Dataset excerpts on object pointing:

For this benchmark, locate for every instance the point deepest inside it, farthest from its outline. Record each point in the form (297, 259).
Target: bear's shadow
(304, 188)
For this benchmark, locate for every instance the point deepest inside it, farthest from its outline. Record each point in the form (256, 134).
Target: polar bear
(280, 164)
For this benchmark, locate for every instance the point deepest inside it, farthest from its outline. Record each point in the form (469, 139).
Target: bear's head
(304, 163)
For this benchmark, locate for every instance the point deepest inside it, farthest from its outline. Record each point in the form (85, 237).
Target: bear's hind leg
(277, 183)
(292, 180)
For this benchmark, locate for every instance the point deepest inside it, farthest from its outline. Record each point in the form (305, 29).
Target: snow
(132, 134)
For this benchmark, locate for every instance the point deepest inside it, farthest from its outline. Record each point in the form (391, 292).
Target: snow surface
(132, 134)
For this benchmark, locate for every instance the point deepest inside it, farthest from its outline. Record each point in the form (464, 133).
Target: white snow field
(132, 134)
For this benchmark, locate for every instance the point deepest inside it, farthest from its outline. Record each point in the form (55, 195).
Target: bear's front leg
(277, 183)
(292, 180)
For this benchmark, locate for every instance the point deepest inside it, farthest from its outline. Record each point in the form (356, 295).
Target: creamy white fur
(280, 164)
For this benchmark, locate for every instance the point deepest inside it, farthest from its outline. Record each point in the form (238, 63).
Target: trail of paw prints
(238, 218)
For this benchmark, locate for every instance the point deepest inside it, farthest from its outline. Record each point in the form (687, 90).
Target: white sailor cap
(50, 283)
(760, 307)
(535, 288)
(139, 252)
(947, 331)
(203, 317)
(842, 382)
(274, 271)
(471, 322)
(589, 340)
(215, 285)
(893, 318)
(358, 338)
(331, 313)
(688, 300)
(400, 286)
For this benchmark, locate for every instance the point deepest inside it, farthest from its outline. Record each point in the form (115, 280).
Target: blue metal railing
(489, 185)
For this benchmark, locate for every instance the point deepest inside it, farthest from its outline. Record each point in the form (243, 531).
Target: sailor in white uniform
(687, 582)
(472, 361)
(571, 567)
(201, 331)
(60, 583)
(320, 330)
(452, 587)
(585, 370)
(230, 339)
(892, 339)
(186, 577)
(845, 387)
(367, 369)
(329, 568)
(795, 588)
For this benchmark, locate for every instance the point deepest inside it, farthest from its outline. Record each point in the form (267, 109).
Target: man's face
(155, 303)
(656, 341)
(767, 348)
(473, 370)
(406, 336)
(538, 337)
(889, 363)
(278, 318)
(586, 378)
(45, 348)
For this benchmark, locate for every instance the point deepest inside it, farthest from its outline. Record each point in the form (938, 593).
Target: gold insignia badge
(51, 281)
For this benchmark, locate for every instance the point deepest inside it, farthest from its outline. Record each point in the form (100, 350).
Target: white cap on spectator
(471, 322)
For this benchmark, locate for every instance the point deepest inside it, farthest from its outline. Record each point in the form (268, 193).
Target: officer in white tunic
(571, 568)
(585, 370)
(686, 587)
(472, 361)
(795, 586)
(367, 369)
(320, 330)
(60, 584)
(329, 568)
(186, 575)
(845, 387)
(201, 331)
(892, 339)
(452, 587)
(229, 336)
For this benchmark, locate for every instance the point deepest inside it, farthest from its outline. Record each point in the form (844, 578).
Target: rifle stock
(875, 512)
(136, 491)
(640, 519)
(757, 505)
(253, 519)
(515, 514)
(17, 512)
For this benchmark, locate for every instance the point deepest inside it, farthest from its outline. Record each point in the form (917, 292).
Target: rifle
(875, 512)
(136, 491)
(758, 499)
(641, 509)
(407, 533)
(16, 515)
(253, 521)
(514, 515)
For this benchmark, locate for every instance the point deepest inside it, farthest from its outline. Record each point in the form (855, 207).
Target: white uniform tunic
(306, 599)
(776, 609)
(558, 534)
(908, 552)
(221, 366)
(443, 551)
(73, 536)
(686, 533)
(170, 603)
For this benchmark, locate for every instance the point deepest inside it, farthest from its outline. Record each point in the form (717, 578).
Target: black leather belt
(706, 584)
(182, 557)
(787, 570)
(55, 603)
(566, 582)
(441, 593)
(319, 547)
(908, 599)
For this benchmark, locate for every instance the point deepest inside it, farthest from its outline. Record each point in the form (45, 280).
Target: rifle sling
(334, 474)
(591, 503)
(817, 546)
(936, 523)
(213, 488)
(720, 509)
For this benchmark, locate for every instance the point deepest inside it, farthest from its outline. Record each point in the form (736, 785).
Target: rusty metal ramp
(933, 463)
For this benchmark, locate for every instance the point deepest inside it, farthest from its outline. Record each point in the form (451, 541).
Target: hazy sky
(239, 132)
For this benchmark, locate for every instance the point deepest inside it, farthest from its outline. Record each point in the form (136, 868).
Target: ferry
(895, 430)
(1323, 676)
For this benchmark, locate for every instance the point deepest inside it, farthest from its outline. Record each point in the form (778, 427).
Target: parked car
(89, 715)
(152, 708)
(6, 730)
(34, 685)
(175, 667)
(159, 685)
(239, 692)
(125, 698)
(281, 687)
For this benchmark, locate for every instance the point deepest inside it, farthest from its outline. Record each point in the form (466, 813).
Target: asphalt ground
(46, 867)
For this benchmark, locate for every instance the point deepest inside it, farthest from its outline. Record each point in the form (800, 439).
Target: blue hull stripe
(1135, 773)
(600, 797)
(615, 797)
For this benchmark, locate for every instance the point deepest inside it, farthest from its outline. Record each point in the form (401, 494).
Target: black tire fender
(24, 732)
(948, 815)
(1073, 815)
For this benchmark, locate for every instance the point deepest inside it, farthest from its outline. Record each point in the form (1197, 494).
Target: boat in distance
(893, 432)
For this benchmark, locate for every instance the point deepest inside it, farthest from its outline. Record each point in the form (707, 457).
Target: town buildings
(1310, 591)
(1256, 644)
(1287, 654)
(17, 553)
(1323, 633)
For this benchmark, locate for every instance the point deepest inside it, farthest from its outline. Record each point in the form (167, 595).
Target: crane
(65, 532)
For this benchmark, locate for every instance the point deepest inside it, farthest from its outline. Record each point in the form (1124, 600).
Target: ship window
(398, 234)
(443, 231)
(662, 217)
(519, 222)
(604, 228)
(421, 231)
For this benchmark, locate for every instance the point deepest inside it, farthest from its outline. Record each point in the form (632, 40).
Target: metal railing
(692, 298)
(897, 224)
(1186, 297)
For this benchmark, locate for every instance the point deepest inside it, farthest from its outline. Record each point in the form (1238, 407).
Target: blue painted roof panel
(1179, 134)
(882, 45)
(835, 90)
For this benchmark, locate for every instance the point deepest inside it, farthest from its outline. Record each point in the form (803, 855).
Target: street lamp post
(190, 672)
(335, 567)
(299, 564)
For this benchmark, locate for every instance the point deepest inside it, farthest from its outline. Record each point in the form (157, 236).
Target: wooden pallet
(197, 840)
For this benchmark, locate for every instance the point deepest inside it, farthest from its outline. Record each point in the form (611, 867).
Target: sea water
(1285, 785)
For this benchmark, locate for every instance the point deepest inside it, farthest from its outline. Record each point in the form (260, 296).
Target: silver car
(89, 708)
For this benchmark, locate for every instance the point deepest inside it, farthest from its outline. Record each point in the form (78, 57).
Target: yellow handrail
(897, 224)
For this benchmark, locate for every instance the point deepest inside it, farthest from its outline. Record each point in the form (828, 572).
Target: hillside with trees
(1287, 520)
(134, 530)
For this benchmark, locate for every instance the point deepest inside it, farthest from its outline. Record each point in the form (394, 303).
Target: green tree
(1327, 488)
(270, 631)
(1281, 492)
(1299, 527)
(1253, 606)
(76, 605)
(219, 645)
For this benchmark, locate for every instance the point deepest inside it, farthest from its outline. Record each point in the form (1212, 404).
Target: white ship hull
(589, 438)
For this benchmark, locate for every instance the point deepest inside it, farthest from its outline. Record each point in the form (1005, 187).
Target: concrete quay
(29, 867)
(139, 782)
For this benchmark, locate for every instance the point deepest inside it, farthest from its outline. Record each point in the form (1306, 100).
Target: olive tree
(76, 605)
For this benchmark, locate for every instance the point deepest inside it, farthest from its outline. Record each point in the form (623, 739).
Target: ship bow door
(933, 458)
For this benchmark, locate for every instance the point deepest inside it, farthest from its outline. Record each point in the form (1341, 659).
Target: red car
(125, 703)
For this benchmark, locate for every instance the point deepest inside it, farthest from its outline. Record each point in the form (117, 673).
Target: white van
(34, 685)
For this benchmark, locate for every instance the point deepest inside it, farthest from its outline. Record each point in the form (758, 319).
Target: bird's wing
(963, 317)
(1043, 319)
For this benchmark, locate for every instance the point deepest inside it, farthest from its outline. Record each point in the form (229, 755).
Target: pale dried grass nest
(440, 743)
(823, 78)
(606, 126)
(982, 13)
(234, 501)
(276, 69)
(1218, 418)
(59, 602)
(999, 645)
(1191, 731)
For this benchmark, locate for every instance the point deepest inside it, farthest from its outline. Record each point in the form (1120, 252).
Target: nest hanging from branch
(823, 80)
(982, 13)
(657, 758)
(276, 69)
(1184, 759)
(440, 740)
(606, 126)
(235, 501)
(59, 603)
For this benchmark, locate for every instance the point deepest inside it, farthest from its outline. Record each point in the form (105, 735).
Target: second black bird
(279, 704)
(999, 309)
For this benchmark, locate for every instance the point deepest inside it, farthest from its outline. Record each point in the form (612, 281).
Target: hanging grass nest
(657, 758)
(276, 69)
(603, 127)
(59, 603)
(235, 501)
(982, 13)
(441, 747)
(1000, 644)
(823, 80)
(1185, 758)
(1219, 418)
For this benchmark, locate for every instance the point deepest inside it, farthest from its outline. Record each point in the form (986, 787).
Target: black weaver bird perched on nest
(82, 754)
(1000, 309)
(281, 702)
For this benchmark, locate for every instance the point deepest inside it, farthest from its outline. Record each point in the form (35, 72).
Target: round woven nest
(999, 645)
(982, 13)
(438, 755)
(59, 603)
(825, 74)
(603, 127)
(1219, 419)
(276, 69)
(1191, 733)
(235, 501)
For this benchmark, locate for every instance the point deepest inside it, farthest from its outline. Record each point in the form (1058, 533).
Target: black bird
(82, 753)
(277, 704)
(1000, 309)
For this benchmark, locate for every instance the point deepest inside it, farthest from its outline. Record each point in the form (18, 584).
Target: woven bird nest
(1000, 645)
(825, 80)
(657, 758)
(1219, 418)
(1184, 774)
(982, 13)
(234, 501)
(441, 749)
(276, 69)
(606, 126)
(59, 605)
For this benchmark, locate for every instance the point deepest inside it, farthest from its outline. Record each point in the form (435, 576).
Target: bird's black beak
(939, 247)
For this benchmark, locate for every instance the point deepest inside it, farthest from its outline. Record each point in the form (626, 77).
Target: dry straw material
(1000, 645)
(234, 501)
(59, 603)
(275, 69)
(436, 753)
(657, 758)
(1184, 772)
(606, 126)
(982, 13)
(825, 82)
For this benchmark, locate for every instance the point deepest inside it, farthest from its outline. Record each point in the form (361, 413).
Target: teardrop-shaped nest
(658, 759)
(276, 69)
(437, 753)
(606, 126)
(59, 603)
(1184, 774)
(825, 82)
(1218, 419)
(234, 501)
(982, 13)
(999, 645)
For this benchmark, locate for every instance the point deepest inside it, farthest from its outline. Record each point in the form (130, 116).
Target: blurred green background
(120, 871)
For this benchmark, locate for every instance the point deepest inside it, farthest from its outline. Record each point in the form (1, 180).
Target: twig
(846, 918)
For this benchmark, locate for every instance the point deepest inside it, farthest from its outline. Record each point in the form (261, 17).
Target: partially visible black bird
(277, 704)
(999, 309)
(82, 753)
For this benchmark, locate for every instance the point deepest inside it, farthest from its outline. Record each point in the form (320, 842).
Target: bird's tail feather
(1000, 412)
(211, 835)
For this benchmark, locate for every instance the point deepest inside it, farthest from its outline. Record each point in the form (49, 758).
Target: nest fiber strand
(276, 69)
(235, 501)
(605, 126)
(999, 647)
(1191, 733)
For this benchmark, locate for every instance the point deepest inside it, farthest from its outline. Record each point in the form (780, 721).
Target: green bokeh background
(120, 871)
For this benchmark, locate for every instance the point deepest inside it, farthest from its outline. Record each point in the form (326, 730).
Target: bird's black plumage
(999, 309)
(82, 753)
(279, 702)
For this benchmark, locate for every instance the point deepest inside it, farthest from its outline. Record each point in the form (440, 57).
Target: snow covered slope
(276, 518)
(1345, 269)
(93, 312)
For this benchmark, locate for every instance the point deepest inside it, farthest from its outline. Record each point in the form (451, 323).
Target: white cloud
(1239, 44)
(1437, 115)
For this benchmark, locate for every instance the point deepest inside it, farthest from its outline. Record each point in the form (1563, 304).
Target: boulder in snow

* [What needs to be done]:
For this exercise, please retype exactly the lines in the listing from the line with "form (326, 730)." through its last line, both ends included.

* [Written answer]:
For this benchmark, locate for every instance the point deepest inside it, farthest from its outline. Record each point in the form (326, 730).
Target: bird's black plumage
(999, 309)
(82, 753)
(279, 702)
For this benchmark, locate for every instance the point deepest inside it, farthest from its outline. Record each point in the form (440, 57).
Target: snow covered slope
(276, 518)
(1345, 269)
(93, 312)
For this benchmark, locate for every instance the point deepest inside it, farthest from its outline. Record each point in the form (451, 323).
Target: white cloud
(1239, 44)
(1437, 115)
For this benchmark, locate for every instance the point deepest inside it, farthest from its outline. Record each point in the form (1563, 304).
Target: boulder in snow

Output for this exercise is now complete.